## Your instructions
Copy the lines below word for word, from the line with "Task: a point for each instance of the horse ear, written" up to and including the line with "pixel 355 278". Omit the pictures.

## Data records
-*-

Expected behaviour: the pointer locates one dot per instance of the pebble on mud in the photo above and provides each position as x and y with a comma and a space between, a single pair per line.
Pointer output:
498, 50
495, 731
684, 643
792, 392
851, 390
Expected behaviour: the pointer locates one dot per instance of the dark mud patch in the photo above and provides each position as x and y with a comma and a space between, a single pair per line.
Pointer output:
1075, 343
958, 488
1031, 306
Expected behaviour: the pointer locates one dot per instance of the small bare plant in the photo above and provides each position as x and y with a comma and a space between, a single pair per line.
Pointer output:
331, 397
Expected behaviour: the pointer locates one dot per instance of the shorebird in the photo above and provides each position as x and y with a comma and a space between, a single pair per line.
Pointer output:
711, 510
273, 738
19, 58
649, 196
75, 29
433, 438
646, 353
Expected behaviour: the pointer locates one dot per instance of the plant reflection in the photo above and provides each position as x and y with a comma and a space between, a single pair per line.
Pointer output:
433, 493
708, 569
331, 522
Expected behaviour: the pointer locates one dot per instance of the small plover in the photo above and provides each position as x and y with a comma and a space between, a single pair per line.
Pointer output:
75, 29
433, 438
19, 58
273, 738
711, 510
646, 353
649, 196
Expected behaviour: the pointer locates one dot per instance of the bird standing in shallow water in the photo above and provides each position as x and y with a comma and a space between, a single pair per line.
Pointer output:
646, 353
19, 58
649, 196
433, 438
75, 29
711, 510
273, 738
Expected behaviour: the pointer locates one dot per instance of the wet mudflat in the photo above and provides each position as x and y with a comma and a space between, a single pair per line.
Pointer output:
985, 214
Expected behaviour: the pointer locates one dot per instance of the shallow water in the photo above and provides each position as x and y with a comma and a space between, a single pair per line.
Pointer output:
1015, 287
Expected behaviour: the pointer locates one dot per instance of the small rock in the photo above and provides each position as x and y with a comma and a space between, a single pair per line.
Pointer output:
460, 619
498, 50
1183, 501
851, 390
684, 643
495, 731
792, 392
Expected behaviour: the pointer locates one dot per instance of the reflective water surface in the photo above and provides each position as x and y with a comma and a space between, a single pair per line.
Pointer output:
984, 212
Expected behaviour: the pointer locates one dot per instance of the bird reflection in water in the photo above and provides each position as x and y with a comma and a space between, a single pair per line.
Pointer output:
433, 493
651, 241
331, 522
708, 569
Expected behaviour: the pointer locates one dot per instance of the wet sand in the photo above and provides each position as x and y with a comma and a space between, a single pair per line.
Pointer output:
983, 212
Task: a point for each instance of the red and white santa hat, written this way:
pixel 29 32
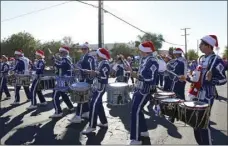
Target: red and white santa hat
pixel 18 52
pixel 147 47
pixel 64 49
pixel 40 53
pixel 178 51
pixel 4 56
pixel 103 53
pixel 211 40
pixel 11 59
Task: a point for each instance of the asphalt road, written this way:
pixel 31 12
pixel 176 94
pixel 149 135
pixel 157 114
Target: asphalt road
pixel 19 126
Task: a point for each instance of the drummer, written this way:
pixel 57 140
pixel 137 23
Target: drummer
pixel 21 67
pixel 3 77
pixel 145 86
pixel 96 106
pixel 86 62
pixel 39 68
pixel 65 66
pixel 167 81
pixel 210 78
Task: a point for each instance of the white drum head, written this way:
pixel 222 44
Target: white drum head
pixel 80 86
pixel 196 104
pixel 118 84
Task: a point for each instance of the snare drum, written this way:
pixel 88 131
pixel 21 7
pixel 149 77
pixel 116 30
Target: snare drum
pixel 168 107
pixel 22 80
pixel 63 83
pixel 194 113
pixel 118 93
pixel 11 80
pixel 46 83
pixel 80 92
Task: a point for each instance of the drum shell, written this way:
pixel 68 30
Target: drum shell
pixel 169 109
pixel 80 96
pixel 46 84
pixel 23 80
pixel 196 118
pixel 118 95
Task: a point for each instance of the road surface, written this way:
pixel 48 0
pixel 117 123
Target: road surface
pixel 19 126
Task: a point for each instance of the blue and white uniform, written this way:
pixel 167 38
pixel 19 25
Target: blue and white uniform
pixel 86 62
pixel 207 93
pixel 178 67
pixel 21 67
pixel 3 80
pixel 148 73
pixel 64 65
pixel 39 68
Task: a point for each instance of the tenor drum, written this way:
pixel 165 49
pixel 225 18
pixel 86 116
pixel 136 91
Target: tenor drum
pixel 46 83
pixel 22 80
pixel 169 107
pixel 194 113
pixel 118 93
pixel 80 92
pixel 63 83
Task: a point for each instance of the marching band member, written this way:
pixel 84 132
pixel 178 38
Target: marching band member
pixel 146 83
pixel 179 67
pixel 39 67
pixel 195 79
pixel 96 106
pixel 161 70
pixel 65 66
pixel 87 62
pixel 213 74
pixel 21 67
pixel 167 80
pixel 3 78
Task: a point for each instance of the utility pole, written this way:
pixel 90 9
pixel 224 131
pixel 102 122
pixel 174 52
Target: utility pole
pixel 100 24
pixel 185 36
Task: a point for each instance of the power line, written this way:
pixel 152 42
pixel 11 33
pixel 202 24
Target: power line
pixel 106 11
pixel 32 12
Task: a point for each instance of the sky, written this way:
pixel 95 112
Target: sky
pixel 80 21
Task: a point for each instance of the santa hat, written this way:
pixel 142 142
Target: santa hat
pixel 178 51
pixel 40 53
pixel 147 46
pixel 103 53
pixel 168 56
pixel 11 59
pixel 199 68
pixel 65 49
pixel 211 40
pixel 18 52
pixel 4 56
pixel 85 45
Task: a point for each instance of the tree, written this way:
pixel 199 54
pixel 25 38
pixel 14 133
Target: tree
pixel 21 40
pixel 192 54
pixel 157 39
pixel 225 53
pixel 121 49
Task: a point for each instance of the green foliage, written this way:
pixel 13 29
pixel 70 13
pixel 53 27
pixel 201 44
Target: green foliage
pixel 225 53
pixel 157 39
pixel 192 55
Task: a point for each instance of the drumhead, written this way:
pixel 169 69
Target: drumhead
pixel 80 86
pixel 161 97
pixel 46 78
pixel 165 93
pixel 171 100
pixel 118 84
pixel 193 104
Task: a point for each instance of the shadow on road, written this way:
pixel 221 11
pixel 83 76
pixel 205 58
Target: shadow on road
pixel 96 139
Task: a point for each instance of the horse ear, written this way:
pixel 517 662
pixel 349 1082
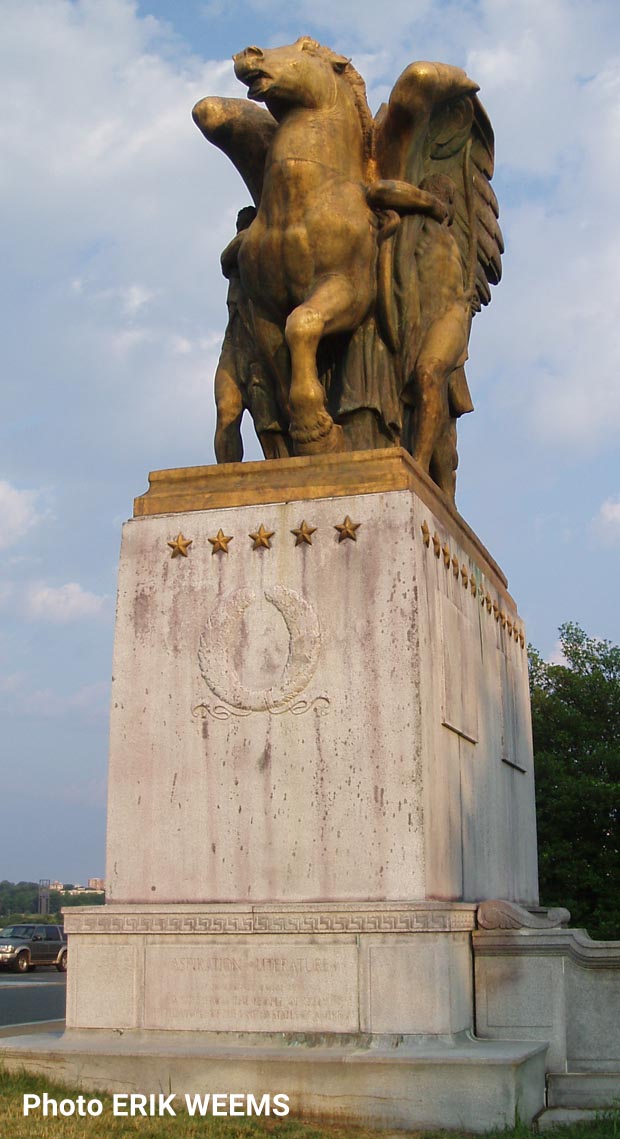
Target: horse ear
pixel 339 63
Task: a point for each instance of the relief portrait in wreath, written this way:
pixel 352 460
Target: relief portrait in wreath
pixel 355 278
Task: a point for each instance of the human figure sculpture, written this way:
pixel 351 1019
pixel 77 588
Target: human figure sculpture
pixel 374 243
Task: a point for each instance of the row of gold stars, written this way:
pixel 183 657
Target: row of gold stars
pixel 262 538
pixel 467 580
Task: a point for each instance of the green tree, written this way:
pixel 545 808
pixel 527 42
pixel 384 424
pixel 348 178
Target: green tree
pixel 576 719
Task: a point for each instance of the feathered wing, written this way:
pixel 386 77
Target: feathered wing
pixel 434 124
pixel 470 165
pixel 243 131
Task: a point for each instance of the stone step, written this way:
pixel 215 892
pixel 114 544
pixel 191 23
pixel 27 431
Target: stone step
pixel 584 1089
pixel 563 1116
pixel 463 1084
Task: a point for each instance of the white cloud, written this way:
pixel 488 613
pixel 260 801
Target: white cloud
pixel 606 523
pixel 19 511
pixel 63 603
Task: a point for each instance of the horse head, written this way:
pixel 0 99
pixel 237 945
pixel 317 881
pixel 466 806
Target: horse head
pixel 302 73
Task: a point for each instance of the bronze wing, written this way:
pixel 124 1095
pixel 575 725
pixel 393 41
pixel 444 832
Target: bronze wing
pixel 435 124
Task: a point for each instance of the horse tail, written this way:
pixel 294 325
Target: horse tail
pixel 386 318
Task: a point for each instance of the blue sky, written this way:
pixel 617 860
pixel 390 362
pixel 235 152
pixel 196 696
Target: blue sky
pixel 113 213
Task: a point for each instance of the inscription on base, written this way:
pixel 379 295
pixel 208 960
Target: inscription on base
pixel 253 989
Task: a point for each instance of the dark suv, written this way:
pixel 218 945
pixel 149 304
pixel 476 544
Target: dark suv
pixel 25 945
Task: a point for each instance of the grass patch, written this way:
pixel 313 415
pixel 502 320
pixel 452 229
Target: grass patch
pixel 15 1125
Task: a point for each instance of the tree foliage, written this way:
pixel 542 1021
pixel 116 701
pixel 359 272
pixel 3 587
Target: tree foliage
pixel 19 901
pixel 576 719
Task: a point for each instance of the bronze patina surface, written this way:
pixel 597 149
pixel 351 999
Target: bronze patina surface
pixel 353 279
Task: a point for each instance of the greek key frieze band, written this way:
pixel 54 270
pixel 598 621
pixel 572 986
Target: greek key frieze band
pixel 397 920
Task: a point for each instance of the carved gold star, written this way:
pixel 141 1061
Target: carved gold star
pixel 220 542
pixel 179 546
pixel 262 538
pixel 303 533
pixel 348 530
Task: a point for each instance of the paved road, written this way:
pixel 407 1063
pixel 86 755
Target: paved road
pixel 32 998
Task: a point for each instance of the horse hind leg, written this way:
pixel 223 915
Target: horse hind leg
pixel 327 310
pixel 230 407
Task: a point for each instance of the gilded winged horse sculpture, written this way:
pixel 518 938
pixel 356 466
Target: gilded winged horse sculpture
pixel 372 245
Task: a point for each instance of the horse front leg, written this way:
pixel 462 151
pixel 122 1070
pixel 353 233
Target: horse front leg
pixel 332 308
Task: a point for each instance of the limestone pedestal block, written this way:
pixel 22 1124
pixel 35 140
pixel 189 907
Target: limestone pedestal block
pixel 336 719
pixel 320 761
pixel 561 986
pixel 377 969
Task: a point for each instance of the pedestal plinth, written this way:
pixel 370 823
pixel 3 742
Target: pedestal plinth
pixel 320 761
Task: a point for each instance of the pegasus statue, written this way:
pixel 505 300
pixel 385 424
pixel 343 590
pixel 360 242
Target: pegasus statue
pixel 356 275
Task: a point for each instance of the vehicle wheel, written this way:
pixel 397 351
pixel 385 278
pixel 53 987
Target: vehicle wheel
pixel 22 963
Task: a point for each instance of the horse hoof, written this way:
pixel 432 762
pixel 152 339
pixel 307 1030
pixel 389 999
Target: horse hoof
pixel 334 441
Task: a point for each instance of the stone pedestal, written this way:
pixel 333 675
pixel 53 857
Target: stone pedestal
pixel 335 720
pixel 320 761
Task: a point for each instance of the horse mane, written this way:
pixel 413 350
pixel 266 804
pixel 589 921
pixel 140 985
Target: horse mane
pixel 344 67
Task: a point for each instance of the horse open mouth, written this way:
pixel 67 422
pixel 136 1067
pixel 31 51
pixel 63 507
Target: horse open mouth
pixel 258 82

-*-

## Finished answer
Task: a point for each instance of the horse ear, written this way:
pixel 517 662
pixel 349 1082
Target: horse ear
pixel 339 63
Task: a point for each instance of the relief portrait in wreath, written this way:
pixel 352 460
Target: relief portrait in wreath
pixel 355 278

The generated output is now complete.